▶ **WHAT IS NEEDED**
The records below must be duplicated exactly, character for character.

[Stored entries]
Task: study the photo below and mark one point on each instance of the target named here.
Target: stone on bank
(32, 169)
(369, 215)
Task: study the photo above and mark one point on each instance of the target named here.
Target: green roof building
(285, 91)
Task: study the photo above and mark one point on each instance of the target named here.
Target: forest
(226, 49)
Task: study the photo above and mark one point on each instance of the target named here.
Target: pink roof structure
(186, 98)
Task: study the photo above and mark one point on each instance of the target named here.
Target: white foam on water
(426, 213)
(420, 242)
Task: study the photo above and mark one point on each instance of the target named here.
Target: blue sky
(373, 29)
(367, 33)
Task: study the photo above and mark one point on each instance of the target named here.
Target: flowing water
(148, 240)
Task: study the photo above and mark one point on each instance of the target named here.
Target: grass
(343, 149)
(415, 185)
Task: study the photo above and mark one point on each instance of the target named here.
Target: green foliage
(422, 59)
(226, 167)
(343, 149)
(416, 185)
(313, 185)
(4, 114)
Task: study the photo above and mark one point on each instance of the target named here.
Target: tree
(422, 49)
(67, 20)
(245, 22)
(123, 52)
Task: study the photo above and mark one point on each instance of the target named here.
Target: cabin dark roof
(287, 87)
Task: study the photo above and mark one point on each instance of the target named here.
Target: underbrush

▶ **RESULT OF THE TASK**
Task: study the photo below and mark one point on each instance of the target named here.
Target: stone on bank
(32, 169)
(369, 215)
Task: study the photo above and mark one point on each instance of the target named here.
Target: green roof building
(285, 91)
Task: study the photo above and mark one point on each instance of the target named here.
Target: forest
(226, 49)
Task: study the photo above and mark one point on each instance of the target named here.
Target: pink roof structure
(186, 98)
Task: study the photo above and mark one point on each instance of the target named here.
Target: white foam on water
(426, 213)
(420, 242)
Task: study the photo above and mark one point on each instance of the target named here.
Target: blue sky
(373, 29)
(367, 33)
Task: study the photo above and mark one point on each instance of the target named here.
Target: flowing water
(148, 240)
Task: study the photo above and mark one point on each instance of the target named here.
Target: grass
(343, 149)
(415, 185)
Task: study the photo above and mark one point on each instance of the target named here.
Target: green foliage
(422, 59)
(226, 167)
(343, 149)
(416, 185)
(313, 185)
(4, 114)
Task: study the photo above and mark one point on each instance of the target named here.
Target: tree
(422, 49)
(67, 20)
(245, 22)
(123, 52)
Task: study the photo above and mark one point on each instance of the target named here.
Target: cabin dark roof
(287, 87)
Task: study the photo above and mark one point on each instance of the target named here.
Target: underbrush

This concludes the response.